Aim of the exercise:
Transcribe the hiking trip excerpt below word for word, starting at "Dave stopped, turned" and ending at "the same pace.)".

Text excerpt:
>> BEGIN
He had been singing in a language I didn’t recognize for 35 of the last 45 minutes, even though I had made him promise, specifically and in writing, before we set out from New York City to the White Mountains of New Hampshire, that he would limit his trail singing to 10 minutes a day.
“Yo, Dave!” I screamed again, when he ignored me. “Remember how we agreed about singing? Remember what I told you about the sublime hush of the mountains?” (It was Dave’s first backpacking trip).
Dave stopped, turned around, brought his hands together palm to palm in front of his chest, and closed his eyes.
We were half a mile and 45 minutes into a 7-mile hike that promised to be worse than the hike the day before—which had been a granite-scrabbling, chest-heaving, bickering nightmare.
“Chanting is not singing,” Dave said, then sped up, fast enough that he disappeared fr om sight, not so fast that I couldn’t still hear him singing. (We had also agreed before the trip that we would walk at the same pace.)
“Daaaaaaave!!” I screamed a third time, and he turned around. “Let’s stop for a minute and have a snack. Some of those soft and juicy mango slices would be great. Why don’t you get them from your pack?”
I wasn’t hungry. But I desperately needed a break from the awful noises coming out of Dave’s mouth. Mostly, though, I suggested the snack because I suspected Dave of having secretly sucked down an unconscionable amount of the mangos I had packed specially for this trip. I planned to confront him with the evidence.
“You have the mango slices,” Dave said.
“No,” I said. “You do.”
“Nope, definitely not. I haven’t seen them.”
“’I’m pretty sure I saw you pack the mango slices this morning.” Without intending it, I’d let my voice rise to a sort of screech.
“You are addicted to blaming and shaming!” he said. “You are poisoning yourself with paranoia. I’m worried about you.”
It was only the second day of our four-day hiking trip, and it was not going as smoothly as I’d hoped. I had spent weeks planning this hike to three of the Appalachian Mountain Club’s eight White Mountains huts. The idea was, we would tackle lung-busting hikes in ancient mountains, at the peak of fall color, and not have to worry about carrying food or shelter, because at each hut we would be fed delicious and bountiful meals by cheerful college-age hut keepers, and sleep in perfectly comfortable bunks, a pillow and three woolen blankets provided. (The AMC system is the closest thing America has to the legendary huts of the Alps.)
I had devoted even more time to contemplating whom to invite. He or she would be cheerful but not chirpy. He or she would be willing to endure discomfort, but not a masochist, decisive but not bossy. He or she would be strong as a yak, placid as a mountain marmot, silent and wide-eyed as a snowy owl while listening raptly to my tales of mysterious and unsolved multiple murders nearby.
>> END
Record excerpts:
>> BEGIN
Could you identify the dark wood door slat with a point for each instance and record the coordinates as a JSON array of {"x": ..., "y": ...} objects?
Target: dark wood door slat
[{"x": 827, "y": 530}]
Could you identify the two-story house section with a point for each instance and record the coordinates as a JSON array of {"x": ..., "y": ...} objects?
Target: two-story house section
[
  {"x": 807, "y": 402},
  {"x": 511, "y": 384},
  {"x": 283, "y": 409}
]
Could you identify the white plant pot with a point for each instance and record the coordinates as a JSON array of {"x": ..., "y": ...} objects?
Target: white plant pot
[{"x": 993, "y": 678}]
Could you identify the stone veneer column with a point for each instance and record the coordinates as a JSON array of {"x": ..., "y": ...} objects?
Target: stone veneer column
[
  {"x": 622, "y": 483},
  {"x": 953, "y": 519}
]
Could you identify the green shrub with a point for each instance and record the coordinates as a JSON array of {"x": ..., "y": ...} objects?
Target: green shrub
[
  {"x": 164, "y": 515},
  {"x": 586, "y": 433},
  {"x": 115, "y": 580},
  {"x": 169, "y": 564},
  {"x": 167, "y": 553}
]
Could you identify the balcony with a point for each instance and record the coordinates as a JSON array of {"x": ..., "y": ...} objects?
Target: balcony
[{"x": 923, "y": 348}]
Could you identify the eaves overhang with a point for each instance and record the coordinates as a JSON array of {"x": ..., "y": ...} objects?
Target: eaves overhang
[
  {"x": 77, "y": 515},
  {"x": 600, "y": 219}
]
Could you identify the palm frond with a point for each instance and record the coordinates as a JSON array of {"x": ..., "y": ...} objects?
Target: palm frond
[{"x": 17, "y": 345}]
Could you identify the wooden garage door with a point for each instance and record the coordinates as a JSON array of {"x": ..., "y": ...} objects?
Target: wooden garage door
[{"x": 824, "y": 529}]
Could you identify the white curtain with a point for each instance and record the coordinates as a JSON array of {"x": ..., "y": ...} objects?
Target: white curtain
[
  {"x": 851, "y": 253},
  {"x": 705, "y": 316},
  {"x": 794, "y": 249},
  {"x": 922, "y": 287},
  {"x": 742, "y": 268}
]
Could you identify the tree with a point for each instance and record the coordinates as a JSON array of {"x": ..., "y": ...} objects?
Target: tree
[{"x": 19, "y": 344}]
>> END
The output:
Dave stopped, turned around, brought his hands together palm to palm in front of his chest, and closed his eyes.
We were half a mile and 45 minutes into a 7-mile hike that promised to be worse than the hike the day before—which had been a granite-scrabbling, chest-heaving, bickering nightmare.
“Chanting is not singing,” Dave said, then sped up, fast enough that he disappeared fr om sight, not so fast that I couldn’t still hear him singing. (We had also agreed before the trip that we would walk at the same pace.)